Stocks and Treasuries rose. The Standard & Poor’s 500 Stock Index rose 1 percent to close at 893.07 in New York. Benchmark 10-year notes yielded 3.09 percent at 4:26 p.m., compared with 3.12 percent late yesterday.

Exceeds Forecast

Jobless claims were forecast to rise to 610,000 from 601,000 initially reported for the prior week, according to the median projection of 38 economists in a Bloomberg News survey. Estimates ranged from 580,000 to 650,000. Labor revised the prior week’s figure to 605,000.

The total number of people collecting unemployment insurance surged in the prior week to 6.56 million, setting a record for the 15th straight week and indicating companies are still not hiring. The lack of jobs may restrain consumer spending, the biggest part of the economy, and put off a return to growth that economists project for later this year.

“What is clearly not positive for the labor market is the ongoing rise in unemployment that is implied by continuing claims,” Abiel Reinhart, an economist at JPMorgan Chase & Co. said in a note to clients. “We could see the unemployment rate rise a few tenths of a percent or more between the April and May employment reports.”

Plant Shutdowns

Payrolls fell by 539,000 in April and the jobless rate climbed to 8.9 percent, the highest level since 1983, Labor figures showed last week. The economy has lost 5.7 million jobs since the recession began in December 2007, the most in any economic slump since the Great Depression.

_DATASET CONTENT:_
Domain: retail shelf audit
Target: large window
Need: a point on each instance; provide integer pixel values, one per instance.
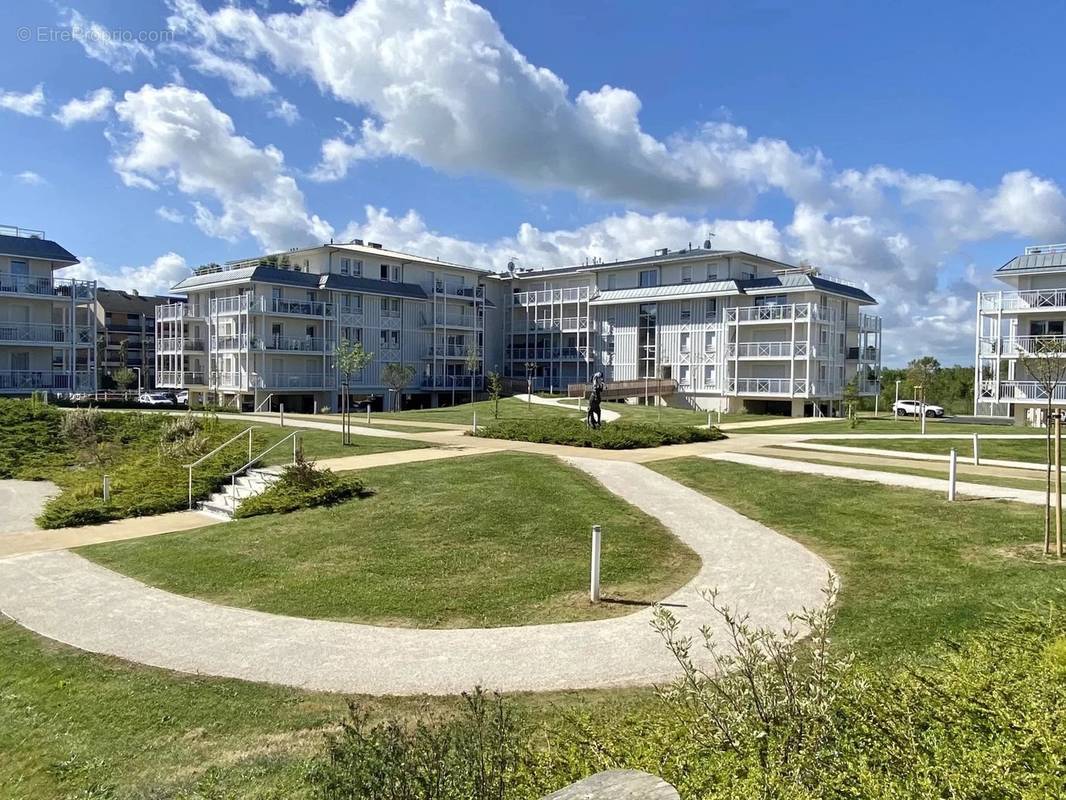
(646, 339)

_EXERCISE PROMPT:_
Set down the jobless-claims report text exactly, from "Payrolls fell by" up to and including "the Great Depression.".

_ANSWER TO THE PROBLEM:_
Payrolls fell by 539,000 in April and the jobless rate climbed to 8.9 percent, the highest level since 1983, Labor figures showed last week. The economy has lost 5.7 million jobs since the recession began in December 2007, the most in any economic slump since the Great Depression.